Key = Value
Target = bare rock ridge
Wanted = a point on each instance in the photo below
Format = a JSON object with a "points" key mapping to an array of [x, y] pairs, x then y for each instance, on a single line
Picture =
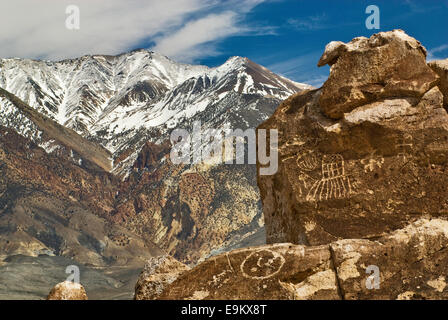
{"points": [[158, 273], [377, 167], [116, 114], [388, 64], [357, 207], [68, 290], [411, 264], [441, 68]]}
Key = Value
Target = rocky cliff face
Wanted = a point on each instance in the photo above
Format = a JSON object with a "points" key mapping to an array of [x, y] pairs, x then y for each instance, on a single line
{"points": [[409, 263], [357, 208], [364, 155]]}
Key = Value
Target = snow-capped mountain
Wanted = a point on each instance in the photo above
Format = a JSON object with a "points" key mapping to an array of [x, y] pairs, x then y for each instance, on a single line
{"points": [[139, 95], [95, 132]]}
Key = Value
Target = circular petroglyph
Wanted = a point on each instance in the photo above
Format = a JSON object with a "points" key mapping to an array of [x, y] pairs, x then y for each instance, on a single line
{"points": [[262, 264]]}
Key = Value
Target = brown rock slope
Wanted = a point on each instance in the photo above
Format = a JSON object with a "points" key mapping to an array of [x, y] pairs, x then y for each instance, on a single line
{"points": [[356, 208], [68, 291], [410, 264], [441, 68], [379, 166]]}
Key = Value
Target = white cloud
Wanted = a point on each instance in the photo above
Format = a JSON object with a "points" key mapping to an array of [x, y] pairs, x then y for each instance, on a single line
{"points": [[188, 42], [185, 29]]}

════════

◆ Exercise goal
Reproduce all of the lines above exactly as they appear, omitting the pictures from your answer.

◆ Correct output
Key = Value
Target = bare rock ridge
Wanted = a point on each instance in the photo below
Format = a JSON object with a "points" key mapping to an array of [x, y] pairs, x then y for each instance, on a single line
Picture =
{"points": [[158, 273], [377, 167], [116, 114], [388, 64], [357, 207], [68, 290], [411, 264], [441, 68]]}
Key = Value
Target = rocky cliff face
Wanted = a point on each instance in the photo above
Format = a JSON object with a "points" key mapping to an array of [x, y] pairs, x then y for each instance, on a single line
{"points": [[409, 263], [357, 208], [364, 155]]}
Key = Value
Target = snow-capped mountain
Wanted = a point on each instance in the photo above
Format = a JSON object with a "points" key mapping to an array of [x, y] pairs, x then y for each instance, on a single line
{"points": [[139, 95], [95, 132]]}
Key = Value
Target = circular petroglyph
Wanted = a point on each instance in the photo above
Format = a JSON object with a "points" key mapping to an array of [x, y] pairs, x then y for each instance, on a single line
{"points": [[262, 264]]}
Key = Value
Target = brown rock slope
Wanted = a point on each instance in the photo above
Format = a JSON object with a "points" key mapping to an array of [x, y] pairs, x then y for each instance, on a single line
{"points": [[356, 208], [68, 291], [410, 264], [441, 68], [379, 166]]}
Key = Value
Target = white cloud
Wanted = a point on each instance in the photo above
Format = a JSON object with a "points" key mapping to an array of [x, y] pairs, x then y for each instance, on a single line
{"points": [[188, 42], [185, 29]]}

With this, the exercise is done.